Using the information:
1 - List the theorists whose theories the abstract on chemsex says the article mainly draws on.
2 - In the abstract on chemsex, what does McDougall suggest addictions can serve as?

Extract provided START

Abstract

ABSTRACT Chemsex is the rising phenomenon of recreational drug use during sex among queer people, involving a certain mindset and particular substances. Chemsex users face difficulties already noted in the psychoanalytic addiction treatment literature. However, chemsex also raises specific clinical challenges regarding queer sexuality. This article mainly draws on theories by Lacan, Aulagnier, Laplanche, Saketopoulou, and Olivienstein, and my clinical work with a specific patient. It argues that chemsex can lead to the rupture of formations akin to the false self used to inscribe subjectivity into a precariously heteronormative social bond, in a way that is akin to Zaltzman’s anarchic drive. Despite entailing numerous risks, it is also a means to cling to life, unbinding pleasure from inhibitions faced by queer analysands, such as negotiation of abuse or HIV status. Moreover, chemsex itself can be a vehicle of change, should the therapist admit it as a means of exploring sexuality or even, as McDougall suggests regarding addictions, as a solution to archaic anxieties. This can happen, as with my patient, in tandem with therapy and the processing of the challenging transference-countertransference it entails. In giving new meaning to this patient’s subjectivity and incorporating past traumatic experience, a more fulfilling life has the potential to be attained.

Extract provided END
Material provided START

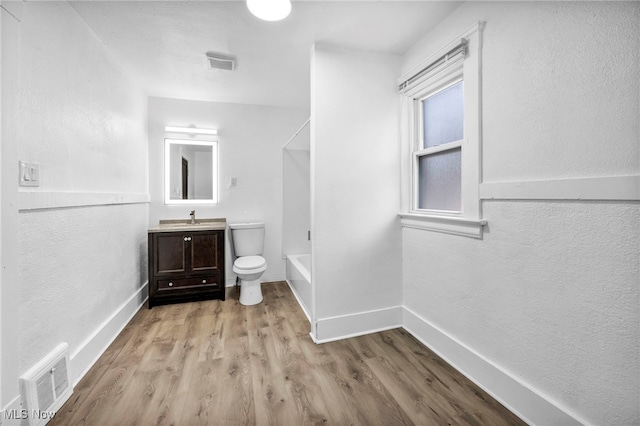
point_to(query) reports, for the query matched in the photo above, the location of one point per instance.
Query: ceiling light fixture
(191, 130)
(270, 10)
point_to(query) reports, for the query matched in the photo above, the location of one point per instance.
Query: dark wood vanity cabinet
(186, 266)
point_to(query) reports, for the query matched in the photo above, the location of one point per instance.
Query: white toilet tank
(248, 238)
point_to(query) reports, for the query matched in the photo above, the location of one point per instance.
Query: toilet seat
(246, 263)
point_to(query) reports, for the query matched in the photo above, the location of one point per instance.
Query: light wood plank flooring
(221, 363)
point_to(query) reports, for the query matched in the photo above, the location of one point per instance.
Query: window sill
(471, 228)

Material provided END
Material provided START

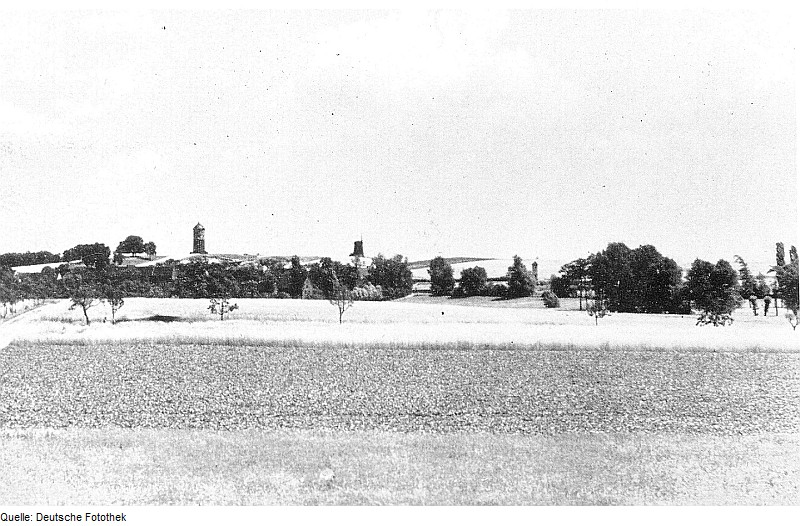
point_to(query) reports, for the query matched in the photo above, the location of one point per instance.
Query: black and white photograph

Material provided END

Results in order:
1 - Lacan, Aulagnier, Laplanche, Saketopoulou, Olivienstein

2 - A solution to archaic anxieties.